## TASK
Please echo the records word for word, starting at the line that contains "the yellow rescue" and ending at the last line of the records, but omit the pictures.

## DATASET ENTRIES
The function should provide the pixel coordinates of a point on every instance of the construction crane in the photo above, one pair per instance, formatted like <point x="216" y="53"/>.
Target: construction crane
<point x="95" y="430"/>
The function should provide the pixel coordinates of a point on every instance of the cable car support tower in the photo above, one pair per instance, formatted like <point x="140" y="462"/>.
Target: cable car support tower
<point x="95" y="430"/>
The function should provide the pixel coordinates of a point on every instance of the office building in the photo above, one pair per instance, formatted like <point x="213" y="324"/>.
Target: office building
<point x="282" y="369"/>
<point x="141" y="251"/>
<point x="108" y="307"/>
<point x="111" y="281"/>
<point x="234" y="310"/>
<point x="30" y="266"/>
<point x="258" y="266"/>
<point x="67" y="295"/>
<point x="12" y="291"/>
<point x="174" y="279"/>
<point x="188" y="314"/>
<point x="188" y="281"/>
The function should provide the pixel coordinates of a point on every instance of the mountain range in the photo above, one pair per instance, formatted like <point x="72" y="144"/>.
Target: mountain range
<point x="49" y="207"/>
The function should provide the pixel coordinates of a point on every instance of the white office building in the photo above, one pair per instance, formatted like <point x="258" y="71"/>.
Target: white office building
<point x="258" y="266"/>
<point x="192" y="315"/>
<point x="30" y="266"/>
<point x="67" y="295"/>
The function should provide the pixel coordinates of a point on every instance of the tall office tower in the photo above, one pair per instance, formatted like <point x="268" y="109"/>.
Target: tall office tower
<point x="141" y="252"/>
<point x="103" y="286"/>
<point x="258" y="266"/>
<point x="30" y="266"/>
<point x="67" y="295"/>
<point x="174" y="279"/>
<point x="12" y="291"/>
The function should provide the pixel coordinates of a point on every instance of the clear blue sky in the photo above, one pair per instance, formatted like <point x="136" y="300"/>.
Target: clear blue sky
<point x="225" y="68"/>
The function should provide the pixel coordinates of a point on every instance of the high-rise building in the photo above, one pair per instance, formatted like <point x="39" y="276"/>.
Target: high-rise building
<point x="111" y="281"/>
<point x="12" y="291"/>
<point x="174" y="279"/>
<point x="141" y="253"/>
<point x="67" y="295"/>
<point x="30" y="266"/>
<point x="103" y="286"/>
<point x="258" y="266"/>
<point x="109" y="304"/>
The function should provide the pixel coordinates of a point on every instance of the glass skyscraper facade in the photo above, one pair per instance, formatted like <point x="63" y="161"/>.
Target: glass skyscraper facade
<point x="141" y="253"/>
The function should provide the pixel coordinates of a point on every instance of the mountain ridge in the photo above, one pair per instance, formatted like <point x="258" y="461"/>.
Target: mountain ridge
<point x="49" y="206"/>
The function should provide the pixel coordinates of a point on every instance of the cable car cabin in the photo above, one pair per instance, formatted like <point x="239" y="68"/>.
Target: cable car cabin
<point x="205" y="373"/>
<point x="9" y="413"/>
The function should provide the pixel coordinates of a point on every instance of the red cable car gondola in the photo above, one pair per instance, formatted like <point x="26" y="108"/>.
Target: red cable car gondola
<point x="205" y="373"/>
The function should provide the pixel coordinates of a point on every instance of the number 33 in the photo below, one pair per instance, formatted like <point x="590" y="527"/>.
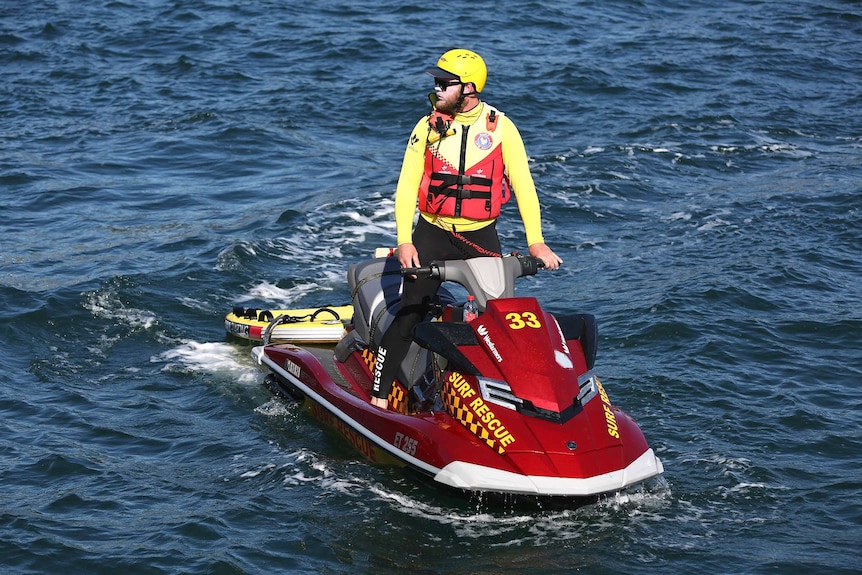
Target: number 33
<point x="522" y="320"/>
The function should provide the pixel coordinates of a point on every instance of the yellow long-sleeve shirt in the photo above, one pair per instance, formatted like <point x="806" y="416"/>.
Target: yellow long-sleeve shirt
<point x="514" y="159"/>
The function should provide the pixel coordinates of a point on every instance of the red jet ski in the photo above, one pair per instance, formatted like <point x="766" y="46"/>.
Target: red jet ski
<point x="507" y="403"/>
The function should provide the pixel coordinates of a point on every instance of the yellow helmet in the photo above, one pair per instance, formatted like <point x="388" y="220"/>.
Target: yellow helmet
<point x="462" y="65"/>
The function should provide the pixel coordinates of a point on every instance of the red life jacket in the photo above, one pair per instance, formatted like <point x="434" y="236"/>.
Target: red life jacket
<point x="476" y="192"/>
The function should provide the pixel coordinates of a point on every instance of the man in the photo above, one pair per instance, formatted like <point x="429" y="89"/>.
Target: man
<point x="459" y="164"/>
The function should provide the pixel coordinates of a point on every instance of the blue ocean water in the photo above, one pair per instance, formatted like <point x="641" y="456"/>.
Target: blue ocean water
<point x="699" y="166"/>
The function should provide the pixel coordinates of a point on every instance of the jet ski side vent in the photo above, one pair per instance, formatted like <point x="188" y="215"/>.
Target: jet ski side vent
<point x="500" y="393"/>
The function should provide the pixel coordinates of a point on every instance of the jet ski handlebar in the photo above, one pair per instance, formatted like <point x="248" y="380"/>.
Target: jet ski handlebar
<point x="485" y="277"/>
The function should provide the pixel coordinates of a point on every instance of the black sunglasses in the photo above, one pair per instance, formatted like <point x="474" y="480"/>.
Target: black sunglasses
<point x="444" y="83"/>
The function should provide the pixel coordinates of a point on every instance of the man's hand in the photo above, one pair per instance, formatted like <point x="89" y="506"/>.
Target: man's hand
<point x="408" y="256"/>
<point x="541" y="250"/>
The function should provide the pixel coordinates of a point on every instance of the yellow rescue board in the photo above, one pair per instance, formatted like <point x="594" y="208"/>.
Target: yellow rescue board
<point x="309" y="325"/>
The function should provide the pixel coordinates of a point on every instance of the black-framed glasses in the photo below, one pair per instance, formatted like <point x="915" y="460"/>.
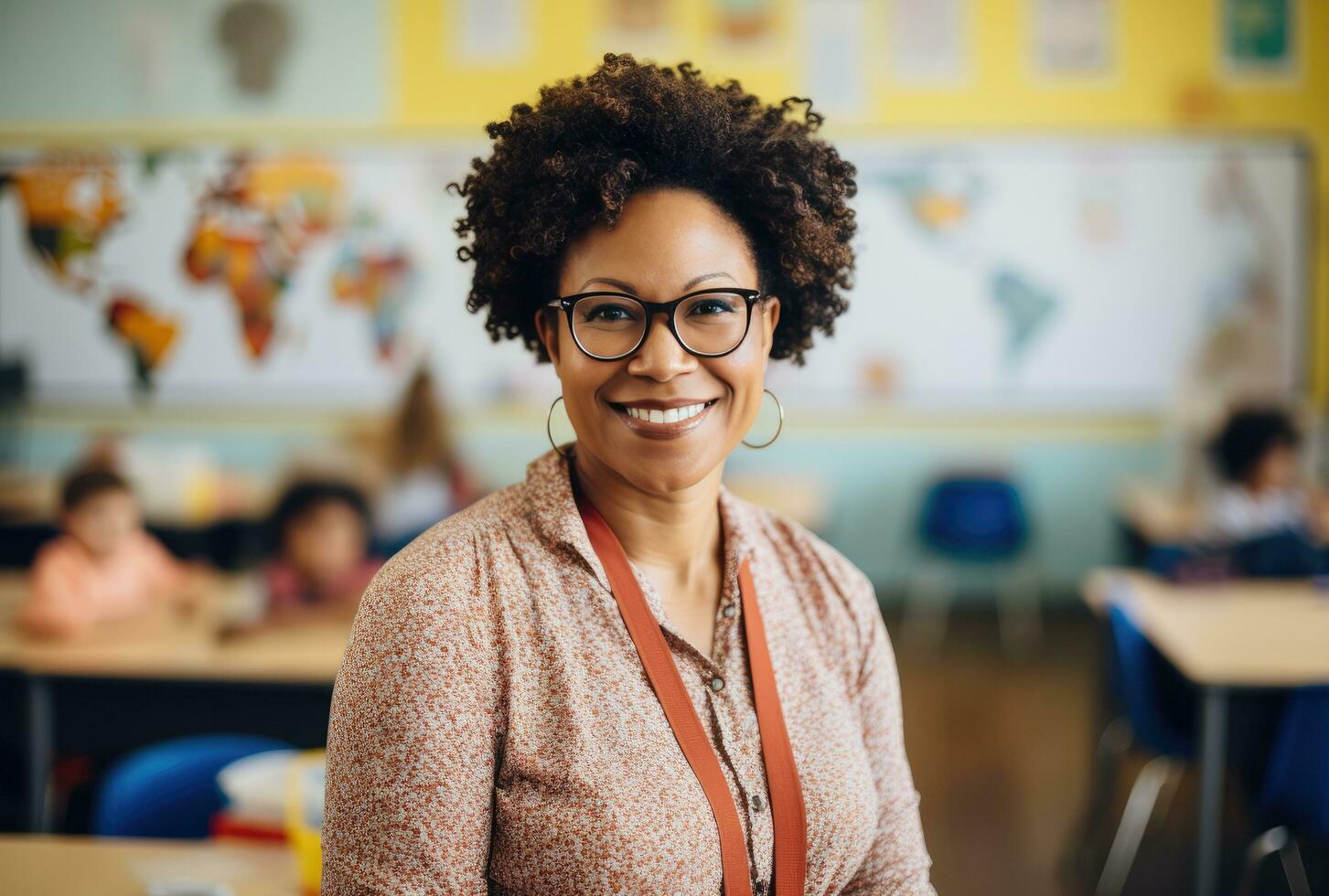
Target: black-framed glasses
<point x="709" y="324"/>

## SOLUTION TO THE EXERCISE
The function should provide the pixel coordinates of a point on every instance of the yellow rescue board in the photo above, one pair per instance, formatted like <point x="594" y="208"/>.
Target: yellow rescue board
<point x="309" y="325"/>
The function should provide the pixel coordinates of a point on every instance of the black-framed glasses in the photo below, one pair per instance, formatted like <point x="915" y="460"/>.
Target: black-framed glasses
<point x="709" y="324"/>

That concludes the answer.